-- Information given --
══════════
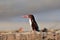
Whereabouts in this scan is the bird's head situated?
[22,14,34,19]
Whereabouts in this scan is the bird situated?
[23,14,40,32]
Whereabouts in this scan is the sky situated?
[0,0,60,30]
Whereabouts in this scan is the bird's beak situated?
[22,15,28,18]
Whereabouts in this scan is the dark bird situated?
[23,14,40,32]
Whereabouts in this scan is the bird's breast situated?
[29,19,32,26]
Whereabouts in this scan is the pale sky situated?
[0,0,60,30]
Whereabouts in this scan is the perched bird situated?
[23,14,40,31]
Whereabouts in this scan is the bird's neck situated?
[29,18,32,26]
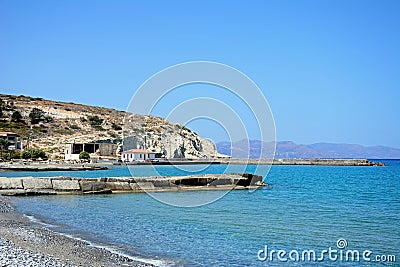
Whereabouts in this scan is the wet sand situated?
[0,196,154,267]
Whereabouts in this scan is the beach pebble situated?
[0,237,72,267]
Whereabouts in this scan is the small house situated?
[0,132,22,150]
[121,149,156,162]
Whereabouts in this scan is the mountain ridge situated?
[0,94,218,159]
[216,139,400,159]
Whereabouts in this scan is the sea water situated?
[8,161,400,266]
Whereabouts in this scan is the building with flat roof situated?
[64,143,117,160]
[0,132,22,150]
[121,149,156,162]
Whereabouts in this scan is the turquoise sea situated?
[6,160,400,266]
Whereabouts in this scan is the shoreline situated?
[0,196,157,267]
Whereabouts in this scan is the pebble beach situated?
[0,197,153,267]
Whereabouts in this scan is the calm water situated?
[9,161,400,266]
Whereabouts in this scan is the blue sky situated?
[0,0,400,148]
══════════
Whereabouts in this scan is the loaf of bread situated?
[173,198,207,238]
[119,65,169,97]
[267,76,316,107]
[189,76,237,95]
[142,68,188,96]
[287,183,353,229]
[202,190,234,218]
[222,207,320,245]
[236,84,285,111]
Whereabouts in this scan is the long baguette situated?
══════════
-- What is required --
Reproduce the lines above without any change, starting with the line that contains "Whereabouts in this scan is the mountain" and ending with the line that contains "[0,0,400,148]", both included.

-- Solution to the exercise --
Whereabouts in this scan is the mountain ridge situated?
[0,94,218,159]
[216,139,400,159]
Whereabouts in this scan is the sea water situated?
[8,161,400,266]
Whereabouts in this scan is the building with flat roof situated?
[64,143,117,160]
[0,132,22,150]
[121,149,156,162]
Whereabouts in this scan is the turquoise sea situated?
[6,160,400,266]
Whereabouts in this scan is the shoreline situated?
[0,196,157,267]
Whereabouts in this scan is the pebble beach situated?
[0,197,153,267]
Whereabouts in this scan is the calm water situated?
[9,161,400,266]
Whereabouts in this scan is the blue sky situated?
[0,0,400,148]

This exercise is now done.